%%

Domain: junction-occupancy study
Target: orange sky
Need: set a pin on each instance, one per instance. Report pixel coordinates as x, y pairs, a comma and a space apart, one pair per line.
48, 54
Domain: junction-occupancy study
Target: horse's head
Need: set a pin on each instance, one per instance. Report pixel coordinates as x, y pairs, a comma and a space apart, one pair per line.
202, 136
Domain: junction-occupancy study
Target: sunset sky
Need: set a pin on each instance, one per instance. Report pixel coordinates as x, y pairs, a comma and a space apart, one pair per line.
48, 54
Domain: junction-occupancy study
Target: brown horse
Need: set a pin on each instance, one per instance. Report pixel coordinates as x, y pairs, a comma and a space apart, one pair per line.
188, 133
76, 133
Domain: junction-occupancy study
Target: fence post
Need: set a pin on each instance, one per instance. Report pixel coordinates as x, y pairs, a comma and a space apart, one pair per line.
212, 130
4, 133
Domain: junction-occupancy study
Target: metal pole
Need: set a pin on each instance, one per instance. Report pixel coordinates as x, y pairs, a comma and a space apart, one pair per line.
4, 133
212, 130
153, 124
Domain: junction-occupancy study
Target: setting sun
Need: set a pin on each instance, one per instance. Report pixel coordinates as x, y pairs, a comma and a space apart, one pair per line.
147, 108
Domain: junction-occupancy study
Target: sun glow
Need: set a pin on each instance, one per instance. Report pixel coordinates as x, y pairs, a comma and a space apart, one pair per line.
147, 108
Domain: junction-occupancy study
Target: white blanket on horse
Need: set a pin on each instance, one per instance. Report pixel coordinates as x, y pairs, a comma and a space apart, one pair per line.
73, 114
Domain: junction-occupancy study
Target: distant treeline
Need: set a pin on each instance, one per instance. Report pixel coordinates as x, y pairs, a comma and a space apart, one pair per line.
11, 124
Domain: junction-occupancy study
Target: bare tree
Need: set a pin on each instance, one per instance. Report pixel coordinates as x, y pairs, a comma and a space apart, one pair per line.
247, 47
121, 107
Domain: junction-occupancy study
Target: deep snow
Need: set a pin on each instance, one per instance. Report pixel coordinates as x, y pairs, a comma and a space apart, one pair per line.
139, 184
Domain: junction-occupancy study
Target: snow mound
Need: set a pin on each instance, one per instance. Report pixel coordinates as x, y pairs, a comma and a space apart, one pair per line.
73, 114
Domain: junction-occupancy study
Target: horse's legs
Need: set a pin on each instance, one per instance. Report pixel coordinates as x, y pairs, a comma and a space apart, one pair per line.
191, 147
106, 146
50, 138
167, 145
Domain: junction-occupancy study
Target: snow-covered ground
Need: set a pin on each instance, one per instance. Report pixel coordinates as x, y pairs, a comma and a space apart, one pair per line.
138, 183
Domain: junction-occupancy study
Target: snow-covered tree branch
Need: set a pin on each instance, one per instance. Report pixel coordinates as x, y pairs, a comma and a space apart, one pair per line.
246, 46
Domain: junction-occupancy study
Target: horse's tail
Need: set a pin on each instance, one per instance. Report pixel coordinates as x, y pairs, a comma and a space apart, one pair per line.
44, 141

%%

What this task involves
Reproduce the data in its entirety, matching each character.

Task response
Domain: junction-occupancy study
Target: orange sky
Need: set a pin on each instance, one per instance. Report pixel coordinates as x, y pairs, a comma and a space apart, one pair per line.
48, 54
Domain: junction-occupancy study
Target: horse's head
Need: set a pin on each instance, one per instance. Report pixel coordinates as x, y pairs, a comma and a space apart, one pair per line.
202, 136
Domain: junction-occupancy study
Target: sunset sky
Need: set a pin on each instance, one per instance. Report pixel coordinates as x, y pairs, a comma and a space apart, one pair per line.
48, 54
Domain: junction-occupancy study
Target: brown horse
Need: set a pin on each instance, one per instance. Report pixel coordinates as x, y pairs, a comma and a space apart, one pair per line.
188, 133
76, 133
Domain: junction-occupancy study
Target: fence post
Need: set a pin on each instance, one per instance. Report pixel coordinates as x, y pairs, a comma and a space apart, one pair per line.
212, 130
4, 133
Domain: junction-occupancy study
Target: metal pole
Need: set a pin on each instance, one per instance. Report pixel coordinates as x, y pairs, a comma and a space apart, one pair per line.
4, 133
212, 130
153, 124
Domain: junction-occupancy study
Target: setting sun
Need: set a pin on each instance, one per instance. Report pixel coordinates as x, y pairs, a comma and a space apart, one pair per line.
147, 108
Domain: junction-occupancy study
Target: sun glow
Need: set a pin on each instance, one per instance. Report pixel coordinates as x, y pairs, a comma and a space apart, one pair per line.
147, 108
Domain: junction-occupancy study
Target: white blanket on horse
Need: set a pin on each instance, one per instance. Report pixel coordinates as x, y pairs, a comma and a space apart, one pair per line.
73, 114
Domain: junction-occupancy study
Target: distant treeline
Need: set a pin on each instance, one per instance. Report pixel coordinates as x, y pairs, a comma and a space apart, one pair per line.
11, 124
Domain: junction-occupancy study
Target: bare tree
Need: set a pin on each instance, one per instance. Report pixel coordinates as x, y pairs, a comma and a space apart, one pair per line.
247, 47
121, 107
Domain: junction-occupancy study
Target: deep snow
Need: set a pin on each instance, one per instance. Report pixel coordinates as x, y pairs, a comma and a space apart, one pair per line.
139, 184
Domain: junction-occupancy study
Target: snow mound
Need: set a pin on each instance, one per instance. Report pixel coordinates as x, y pairs, a comma and a space apart, one pair per line.
73, 114
Domain: junction-occupancy study
Target: horse's legs
Need: set a pin on each instance, one per instance. Report pixel coordinates as x, y pairs, a comma and a space apart, one pair per line.
191, 147
106, 146
50, 138
167, 145
Domain: junction-occupancy study
Target: snow-covered ground
Need: set a pin on each instance, one per instance. Report pixel coordinates as x, y pairs, a comma and a space apart, one pair per line.
138, 183
Domain: junction-occupancy study
Target: snow-covered tree branch
Need: set a pin on each instance, one per instance. Report pixel coordinates as x, y pairs, a comma and a space apart, one pair per line.
246, 46
Domain: junction-occupancy study
Target: horse's tail
Need: set a pin on each instance, one per instance. Report pixel coordinates as x, y pairs, a comma and a space apart, one pair per line.
44, 141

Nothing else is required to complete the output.